> [Stated problem]:
Give all of the lines again, with nothing added or dropped.

════

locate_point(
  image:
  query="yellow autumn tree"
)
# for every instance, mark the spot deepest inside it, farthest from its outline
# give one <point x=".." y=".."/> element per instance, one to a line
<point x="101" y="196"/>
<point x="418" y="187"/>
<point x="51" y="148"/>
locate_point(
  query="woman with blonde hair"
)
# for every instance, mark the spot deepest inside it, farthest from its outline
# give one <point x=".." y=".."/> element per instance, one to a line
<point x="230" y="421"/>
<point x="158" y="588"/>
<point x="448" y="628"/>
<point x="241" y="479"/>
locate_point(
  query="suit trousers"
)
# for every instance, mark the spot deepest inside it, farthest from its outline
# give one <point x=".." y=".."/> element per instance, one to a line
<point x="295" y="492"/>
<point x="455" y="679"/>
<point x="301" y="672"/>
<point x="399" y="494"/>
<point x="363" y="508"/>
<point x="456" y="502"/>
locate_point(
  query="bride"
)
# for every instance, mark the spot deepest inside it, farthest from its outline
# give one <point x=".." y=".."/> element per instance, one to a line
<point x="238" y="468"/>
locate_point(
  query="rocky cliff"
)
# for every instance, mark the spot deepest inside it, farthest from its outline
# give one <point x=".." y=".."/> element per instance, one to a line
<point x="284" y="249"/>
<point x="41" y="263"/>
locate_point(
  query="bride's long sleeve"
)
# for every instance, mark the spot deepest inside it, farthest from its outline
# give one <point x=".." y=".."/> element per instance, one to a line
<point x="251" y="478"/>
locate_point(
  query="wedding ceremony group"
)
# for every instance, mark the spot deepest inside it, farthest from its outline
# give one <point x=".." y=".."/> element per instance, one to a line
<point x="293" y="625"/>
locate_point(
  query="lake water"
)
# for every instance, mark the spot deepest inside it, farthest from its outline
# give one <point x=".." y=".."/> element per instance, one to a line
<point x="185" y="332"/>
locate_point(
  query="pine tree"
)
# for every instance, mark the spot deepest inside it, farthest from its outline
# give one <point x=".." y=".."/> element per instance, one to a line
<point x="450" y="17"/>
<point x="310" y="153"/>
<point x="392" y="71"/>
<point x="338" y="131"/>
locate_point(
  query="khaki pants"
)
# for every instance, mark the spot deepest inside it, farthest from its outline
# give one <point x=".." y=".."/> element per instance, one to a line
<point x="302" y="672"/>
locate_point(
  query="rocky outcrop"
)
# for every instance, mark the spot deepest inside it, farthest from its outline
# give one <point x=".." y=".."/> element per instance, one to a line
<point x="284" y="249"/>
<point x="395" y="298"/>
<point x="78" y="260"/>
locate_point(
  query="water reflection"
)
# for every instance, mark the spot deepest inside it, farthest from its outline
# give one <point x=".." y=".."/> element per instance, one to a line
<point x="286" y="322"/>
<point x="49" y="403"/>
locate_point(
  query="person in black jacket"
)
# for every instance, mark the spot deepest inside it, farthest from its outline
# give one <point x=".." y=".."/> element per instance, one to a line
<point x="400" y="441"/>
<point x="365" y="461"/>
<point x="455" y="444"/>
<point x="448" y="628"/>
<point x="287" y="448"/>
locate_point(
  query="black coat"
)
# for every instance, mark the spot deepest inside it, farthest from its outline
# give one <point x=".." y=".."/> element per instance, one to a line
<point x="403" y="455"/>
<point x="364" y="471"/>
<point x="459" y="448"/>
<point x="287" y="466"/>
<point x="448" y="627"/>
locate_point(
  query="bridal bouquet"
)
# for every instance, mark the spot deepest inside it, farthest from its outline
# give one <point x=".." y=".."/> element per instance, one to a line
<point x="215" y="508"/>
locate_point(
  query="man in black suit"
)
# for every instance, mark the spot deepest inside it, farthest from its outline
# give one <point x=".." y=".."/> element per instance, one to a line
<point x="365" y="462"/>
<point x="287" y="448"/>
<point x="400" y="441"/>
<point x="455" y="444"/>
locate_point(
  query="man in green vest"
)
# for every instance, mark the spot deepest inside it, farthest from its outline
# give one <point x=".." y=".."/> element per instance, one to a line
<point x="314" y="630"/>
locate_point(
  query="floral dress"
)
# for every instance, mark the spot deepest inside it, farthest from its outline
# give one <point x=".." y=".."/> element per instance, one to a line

════

> [Exercise output]:
locate_point(
  image:
  query="yellow autumn tree"
)
# for every instance, mark the spot deepest inside it, farthest from its outline
# give one <point x=".." y=".."/> element per instance, one to a line
<point x="101" y="196"/>
<point x="418" y="187"/>
<point x="51" y="148"/>
locate_point(
  query="woman with blonde hair"
)
# for every instance, mark the spot deepest inside it, farthest from its outline
# give one <point x=".." y=".."/> element per instance, one to a line
<point x="230" y="421"/>
<point x="158" y="588"/>
<point x="448" y="628"/>
<point x="241" y="479"/>
locate_point(
  query="suit trousers"
)
# for every instance, mark the spot deepest inside it, farthest from its outline
# give one <point x=".." y=".."/> element per instance, one to a line
<point x="295" y="492"/>
<point x="455" y="679"/>
<point x="301" y="672"/>
<point x="399" y="494"/>
<point x="363" y="508"/>
<point x="456" y="502"/>
locate_point(
  query="bride"
)
# for every instance, mark the spot deepest inside it, farthest from its outline
# give one <point x=".." y=".."/> element per instance, one to a line
<point x="238" y="468"/>
locate_point(
  query="rocky cliff"
)
# for every instance, mark the spot deepest inside it, farthest from its outline
# give one <point x=".." y=".."/> element per instance, one to a line
<point x="284" y="249"/>
<point x="41" y="263"/>
locate_point(
  query="bride's long sleeve"
)
# for every instance, mark the spot deepest inside it, farthest from its outline
# give one <point x=".." y=".."/> element per instance, one to a line
<point x="251" y="478"/>
locate_point(
  query="wedding ceremony group"
)
# for every instance, mark the spot deepest inside it, farthest from its outline
# give one <point x=".." y=".."/> element per instance, one to a line
<point x="293" y="625"/>
locate_point(
  query="lake water"
)
# for every instance, mark the spot deepest inside it, farthest from its outline
# give one <point x=".." y=".."/> element per instance, one to a line
<point x="185" y="332"/>
locate_point(
  query="pine tree"
)
# for every instance, mark the spot deepest inside it, farthest from its outline
# give one <point x=".." y=".."/> element per instance, one to a line
<point x="450" y="17"/>
<point x="310" y="153"/>
<point x="392" y="71"/>
<point x="338" y="131"/>
locate_point(
  query="khaki pants"
)
# for every instance, mark the spot deepest inside it, farthest from its outline
# give one <point x=".." y=".."/> element per instance, one to a line
<point x="302" y="672"/>
locate_point(
  query="rocky outcrop"
)
# for every instance, mark the spot deepest inside it, farthest from its outline
# give one <point x=".." y=".."/> element per instance, one to a line
<point x="284" y="249"/>
<point x="395" y="298"/>
<point x="78" y="260"/>
locate_point(
  query="water reflection"
)
# for every instance, mark the spot deepest inside it, farthest from its outline
# give one <point x=".." y=".."/> element per instance, one to a line
<point x="286" y="322"/>
<point x="49" y="403"/>
locate_point(
  query="person in black jacket"
)
# for every instance, mark the spot deepest inside it, farthest from its outline
# give one <point x=".." y=".."/> element per instance, one to a line
<point x="400" y="441"/>
<point x="365" y="461"/>
<point x="455" y="444"/>
<point x="448" y="628"/>
<point x="287" y="448"/>
locate_point(
  query="black coat"
)
# for every instance, mark the spot deepest inside it, farthest from its outline
# give one <point x=".." y=".."/> element per instance, one to a line
<point x="403" y="455"/>
<point x="364" y="471"/>
<point x="459" y="448"/>
<point x="287" y="466"/>
<point x="448" y="627"/>
locate_point(
  query="bridal bouquet"
)
# for every instance, mark the spot deepest inside it, farthest from its outline
# give one <point x=".." y=".."/> element per instance, one to a line
<point x="215" y="508"/>
locate_point(
  query="man in black suit"
)
# for every instance, mark the spot deepest inside it, farthest from its outline
# give one <point x=".." y=".."/> element per instance, one to a line
<point x="365" y="462"/>
<point x="287" y="448"/>
<point x="400" y="441"/>
<point x="455" y="444"/>
locate_point(
  query="man in green vest"
)
# for every instance, mark the spot deepest inside it, farthest from its outline
# give one <point x=".." y=".."/> element per instance, one to a line
<point x="314" y="630"/>
locate_point(
  query="floral dress"
)
# for every instance, mark the spot deepest inside it, farthest from its outline
# give one <point x=".." y=".."/> element per instance, one to a line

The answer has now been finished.